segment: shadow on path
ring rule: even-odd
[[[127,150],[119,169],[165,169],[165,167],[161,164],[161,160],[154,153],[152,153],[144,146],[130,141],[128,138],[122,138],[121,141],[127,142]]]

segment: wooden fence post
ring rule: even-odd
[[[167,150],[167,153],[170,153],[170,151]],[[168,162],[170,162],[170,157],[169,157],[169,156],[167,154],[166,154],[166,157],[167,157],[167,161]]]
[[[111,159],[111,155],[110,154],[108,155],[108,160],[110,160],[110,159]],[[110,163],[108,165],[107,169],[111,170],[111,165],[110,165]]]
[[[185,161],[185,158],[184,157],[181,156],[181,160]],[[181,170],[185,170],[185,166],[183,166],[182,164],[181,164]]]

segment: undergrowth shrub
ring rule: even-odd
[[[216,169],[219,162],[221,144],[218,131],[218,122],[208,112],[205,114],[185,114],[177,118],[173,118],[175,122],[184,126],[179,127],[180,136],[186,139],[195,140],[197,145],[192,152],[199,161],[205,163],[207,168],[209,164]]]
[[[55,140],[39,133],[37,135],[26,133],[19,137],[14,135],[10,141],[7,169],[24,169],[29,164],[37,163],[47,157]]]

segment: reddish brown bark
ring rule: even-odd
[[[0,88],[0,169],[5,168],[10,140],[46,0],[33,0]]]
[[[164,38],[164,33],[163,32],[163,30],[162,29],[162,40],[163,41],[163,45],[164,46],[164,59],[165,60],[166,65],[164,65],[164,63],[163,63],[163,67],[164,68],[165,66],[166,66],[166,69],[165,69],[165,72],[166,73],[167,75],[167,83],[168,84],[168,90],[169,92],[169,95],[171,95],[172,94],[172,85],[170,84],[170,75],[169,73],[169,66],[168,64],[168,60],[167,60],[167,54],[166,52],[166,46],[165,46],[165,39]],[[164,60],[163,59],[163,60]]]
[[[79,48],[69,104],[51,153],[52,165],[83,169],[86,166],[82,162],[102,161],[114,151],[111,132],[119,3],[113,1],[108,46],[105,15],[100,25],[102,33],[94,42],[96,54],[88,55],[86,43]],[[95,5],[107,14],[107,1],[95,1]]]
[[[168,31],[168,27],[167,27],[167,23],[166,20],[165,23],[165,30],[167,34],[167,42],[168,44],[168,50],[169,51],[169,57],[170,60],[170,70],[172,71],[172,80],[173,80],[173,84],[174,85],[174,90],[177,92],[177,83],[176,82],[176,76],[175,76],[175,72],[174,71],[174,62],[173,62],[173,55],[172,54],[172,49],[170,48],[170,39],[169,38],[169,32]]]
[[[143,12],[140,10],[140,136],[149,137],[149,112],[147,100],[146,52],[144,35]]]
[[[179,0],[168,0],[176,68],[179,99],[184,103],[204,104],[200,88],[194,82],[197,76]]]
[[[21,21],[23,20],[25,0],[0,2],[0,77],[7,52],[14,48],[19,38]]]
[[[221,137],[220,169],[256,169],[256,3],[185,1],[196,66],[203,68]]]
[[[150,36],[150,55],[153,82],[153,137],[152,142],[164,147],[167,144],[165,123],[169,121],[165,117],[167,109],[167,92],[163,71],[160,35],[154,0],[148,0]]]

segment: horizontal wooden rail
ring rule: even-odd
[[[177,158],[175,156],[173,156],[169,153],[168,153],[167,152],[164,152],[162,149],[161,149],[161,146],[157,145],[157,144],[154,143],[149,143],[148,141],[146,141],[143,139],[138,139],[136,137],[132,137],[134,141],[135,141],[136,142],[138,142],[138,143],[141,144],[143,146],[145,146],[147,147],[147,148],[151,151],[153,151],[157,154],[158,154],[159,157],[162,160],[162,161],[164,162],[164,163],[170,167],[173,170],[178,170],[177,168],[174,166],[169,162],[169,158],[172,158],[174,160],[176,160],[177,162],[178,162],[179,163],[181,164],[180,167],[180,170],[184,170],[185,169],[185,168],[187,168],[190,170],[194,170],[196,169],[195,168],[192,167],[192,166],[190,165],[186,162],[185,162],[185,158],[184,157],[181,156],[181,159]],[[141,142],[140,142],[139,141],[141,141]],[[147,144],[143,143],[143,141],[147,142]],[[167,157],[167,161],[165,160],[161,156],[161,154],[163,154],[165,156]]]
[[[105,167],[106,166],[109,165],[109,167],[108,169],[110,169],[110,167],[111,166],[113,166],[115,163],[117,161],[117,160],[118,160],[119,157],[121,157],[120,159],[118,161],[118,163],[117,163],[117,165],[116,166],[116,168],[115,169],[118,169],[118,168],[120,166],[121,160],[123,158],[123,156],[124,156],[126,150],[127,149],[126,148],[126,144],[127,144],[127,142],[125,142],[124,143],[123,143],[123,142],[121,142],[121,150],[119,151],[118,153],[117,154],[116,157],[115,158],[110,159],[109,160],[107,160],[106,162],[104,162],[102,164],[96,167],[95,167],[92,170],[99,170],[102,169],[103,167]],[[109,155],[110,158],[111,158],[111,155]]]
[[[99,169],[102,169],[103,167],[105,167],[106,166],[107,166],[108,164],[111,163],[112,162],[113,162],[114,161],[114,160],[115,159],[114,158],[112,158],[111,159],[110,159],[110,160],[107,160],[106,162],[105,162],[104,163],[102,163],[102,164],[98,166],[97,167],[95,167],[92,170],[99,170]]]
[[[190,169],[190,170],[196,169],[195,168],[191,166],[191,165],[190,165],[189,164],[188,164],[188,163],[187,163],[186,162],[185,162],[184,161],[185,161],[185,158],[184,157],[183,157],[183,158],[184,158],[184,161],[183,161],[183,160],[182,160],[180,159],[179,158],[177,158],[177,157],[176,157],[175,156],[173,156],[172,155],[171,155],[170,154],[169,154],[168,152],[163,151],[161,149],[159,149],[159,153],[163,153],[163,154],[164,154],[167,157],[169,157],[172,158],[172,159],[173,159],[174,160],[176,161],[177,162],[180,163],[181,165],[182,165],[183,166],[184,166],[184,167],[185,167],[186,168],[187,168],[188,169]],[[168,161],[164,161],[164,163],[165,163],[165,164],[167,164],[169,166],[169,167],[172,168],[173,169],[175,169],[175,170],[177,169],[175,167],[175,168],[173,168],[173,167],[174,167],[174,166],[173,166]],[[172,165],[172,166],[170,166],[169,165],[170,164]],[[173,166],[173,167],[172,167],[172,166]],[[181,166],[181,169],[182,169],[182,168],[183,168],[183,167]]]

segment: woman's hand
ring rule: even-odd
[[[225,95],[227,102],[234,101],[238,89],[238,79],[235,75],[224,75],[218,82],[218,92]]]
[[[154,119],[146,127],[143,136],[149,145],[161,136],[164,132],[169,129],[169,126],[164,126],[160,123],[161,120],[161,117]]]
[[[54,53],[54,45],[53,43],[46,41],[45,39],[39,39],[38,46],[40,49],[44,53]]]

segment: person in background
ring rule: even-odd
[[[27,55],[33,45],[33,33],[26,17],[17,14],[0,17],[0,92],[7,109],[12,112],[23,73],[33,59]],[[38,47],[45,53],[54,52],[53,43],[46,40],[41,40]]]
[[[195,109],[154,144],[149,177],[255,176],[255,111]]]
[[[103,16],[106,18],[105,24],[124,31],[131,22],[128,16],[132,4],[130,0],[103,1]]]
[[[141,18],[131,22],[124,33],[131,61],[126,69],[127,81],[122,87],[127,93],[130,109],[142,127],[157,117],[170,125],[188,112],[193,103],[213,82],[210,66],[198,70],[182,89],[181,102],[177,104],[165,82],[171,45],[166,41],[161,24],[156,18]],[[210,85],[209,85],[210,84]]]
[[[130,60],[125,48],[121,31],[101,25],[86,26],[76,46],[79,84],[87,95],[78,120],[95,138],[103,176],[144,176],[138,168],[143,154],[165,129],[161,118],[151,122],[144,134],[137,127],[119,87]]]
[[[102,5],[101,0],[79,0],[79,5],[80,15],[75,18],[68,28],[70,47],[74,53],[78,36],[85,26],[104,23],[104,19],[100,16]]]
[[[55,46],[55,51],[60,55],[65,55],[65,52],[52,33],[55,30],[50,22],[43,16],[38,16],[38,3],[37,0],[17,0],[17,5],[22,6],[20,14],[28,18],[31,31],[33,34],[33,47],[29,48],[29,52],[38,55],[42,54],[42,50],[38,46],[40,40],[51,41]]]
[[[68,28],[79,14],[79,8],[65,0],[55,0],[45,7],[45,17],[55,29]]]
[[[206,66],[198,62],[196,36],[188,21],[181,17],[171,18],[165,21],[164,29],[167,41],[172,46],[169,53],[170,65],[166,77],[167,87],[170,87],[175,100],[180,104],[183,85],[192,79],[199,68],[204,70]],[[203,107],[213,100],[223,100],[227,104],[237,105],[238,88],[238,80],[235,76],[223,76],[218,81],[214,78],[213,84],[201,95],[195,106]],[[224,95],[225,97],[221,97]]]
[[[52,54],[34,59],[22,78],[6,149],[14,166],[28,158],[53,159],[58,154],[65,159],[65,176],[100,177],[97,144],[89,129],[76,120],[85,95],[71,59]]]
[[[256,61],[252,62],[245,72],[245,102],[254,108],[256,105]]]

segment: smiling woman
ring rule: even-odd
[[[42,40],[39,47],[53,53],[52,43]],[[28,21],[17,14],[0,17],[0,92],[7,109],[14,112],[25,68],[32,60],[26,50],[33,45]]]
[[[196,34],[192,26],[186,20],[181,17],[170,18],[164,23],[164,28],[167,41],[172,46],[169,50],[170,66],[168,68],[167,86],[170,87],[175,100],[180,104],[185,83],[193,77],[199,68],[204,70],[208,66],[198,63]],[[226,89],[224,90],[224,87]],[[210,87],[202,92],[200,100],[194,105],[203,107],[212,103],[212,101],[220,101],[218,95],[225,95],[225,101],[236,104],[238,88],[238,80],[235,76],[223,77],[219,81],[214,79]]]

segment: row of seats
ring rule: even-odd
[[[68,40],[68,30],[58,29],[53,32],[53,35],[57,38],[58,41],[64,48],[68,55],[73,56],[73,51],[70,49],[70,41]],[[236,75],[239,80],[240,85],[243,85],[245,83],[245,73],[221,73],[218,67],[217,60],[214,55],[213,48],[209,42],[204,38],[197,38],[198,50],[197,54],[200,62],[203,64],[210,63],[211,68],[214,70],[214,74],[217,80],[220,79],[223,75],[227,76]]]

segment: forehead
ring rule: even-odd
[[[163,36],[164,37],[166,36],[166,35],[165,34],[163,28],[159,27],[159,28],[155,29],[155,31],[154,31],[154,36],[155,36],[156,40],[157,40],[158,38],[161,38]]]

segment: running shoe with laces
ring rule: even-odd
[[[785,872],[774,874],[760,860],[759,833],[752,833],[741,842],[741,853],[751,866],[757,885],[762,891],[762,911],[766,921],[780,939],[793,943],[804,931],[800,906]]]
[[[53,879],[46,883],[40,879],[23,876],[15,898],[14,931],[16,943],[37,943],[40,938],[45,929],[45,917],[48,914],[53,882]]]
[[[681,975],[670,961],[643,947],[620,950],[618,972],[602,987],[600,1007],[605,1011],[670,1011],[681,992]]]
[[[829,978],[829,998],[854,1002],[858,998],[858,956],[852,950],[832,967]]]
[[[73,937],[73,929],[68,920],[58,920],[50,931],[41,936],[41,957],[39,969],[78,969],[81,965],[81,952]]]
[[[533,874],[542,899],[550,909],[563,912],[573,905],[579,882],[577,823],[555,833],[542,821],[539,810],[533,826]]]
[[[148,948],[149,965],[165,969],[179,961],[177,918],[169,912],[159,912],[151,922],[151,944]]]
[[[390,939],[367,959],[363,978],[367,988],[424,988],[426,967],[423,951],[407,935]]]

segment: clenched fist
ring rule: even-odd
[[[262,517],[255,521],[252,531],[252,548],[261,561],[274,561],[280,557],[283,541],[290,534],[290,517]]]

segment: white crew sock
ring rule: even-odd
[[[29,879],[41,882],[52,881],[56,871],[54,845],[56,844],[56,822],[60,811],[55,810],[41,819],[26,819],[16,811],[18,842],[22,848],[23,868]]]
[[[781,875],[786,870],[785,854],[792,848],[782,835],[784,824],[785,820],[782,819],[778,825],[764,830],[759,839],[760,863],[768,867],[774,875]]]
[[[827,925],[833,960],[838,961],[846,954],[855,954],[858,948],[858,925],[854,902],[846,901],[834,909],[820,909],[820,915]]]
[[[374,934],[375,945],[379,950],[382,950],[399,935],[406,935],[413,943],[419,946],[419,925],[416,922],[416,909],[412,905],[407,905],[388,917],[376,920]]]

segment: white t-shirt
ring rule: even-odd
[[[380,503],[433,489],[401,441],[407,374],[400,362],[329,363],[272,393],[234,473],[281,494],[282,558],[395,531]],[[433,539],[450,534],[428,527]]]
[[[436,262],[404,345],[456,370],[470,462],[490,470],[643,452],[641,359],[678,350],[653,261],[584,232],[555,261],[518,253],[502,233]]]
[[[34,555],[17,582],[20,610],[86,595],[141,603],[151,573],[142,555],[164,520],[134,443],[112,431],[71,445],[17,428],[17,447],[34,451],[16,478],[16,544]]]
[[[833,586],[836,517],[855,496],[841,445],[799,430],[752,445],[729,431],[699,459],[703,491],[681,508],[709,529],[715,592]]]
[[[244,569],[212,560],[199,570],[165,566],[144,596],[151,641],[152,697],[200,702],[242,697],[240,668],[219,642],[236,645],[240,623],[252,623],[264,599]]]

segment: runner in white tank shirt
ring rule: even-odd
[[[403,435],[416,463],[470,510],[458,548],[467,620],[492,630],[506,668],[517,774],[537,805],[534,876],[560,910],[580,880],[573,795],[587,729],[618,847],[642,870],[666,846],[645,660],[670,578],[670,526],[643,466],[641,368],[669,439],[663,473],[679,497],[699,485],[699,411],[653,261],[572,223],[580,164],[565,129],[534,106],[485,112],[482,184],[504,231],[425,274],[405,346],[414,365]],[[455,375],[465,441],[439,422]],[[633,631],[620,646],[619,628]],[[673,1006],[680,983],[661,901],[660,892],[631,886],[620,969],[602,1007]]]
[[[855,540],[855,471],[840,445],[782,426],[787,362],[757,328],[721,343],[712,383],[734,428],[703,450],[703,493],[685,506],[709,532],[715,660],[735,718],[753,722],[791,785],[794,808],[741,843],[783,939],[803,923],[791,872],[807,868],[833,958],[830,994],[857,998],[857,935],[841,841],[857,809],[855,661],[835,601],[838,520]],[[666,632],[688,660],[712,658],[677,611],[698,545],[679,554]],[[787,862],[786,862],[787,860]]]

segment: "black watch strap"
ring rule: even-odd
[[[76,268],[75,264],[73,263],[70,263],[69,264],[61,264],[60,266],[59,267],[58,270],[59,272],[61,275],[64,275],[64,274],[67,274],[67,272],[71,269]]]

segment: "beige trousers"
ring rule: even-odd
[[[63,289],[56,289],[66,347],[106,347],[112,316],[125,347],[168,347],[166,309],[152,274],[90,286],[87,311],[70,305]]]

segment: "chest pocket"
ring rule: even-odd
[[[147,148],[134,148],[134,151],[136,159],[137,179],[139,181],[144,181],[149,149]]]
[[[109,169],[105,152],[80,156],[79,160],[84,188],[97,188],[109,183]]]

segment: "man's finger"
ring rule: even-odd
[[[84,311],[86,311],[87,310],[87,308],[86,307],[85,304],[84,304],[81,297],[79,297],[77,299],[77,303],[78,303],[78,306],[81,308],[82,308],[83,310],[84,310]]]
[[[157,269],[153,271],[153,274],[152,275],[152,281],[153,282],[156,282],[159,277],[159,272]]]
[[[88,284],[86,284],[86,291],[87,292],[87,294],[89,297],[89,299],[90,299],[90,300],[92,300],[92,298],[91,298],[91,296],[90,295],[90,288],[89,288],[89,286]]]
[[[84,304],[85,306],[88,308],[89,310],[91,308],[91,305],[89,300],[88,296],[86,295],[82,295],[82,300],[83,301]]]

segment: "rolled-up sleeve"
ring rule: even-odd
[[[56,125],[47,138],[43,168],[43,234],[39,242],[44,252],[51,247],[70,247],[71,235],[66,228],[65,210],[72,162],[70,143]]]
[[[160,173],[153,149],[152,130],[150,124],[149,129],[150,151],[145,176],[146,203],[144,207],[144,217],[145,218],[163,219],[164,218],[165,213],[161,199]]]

****************

The request
How many lines of the records contain the string "shirt"? Case counts. Reply with the number alone.

Response for this exercise
2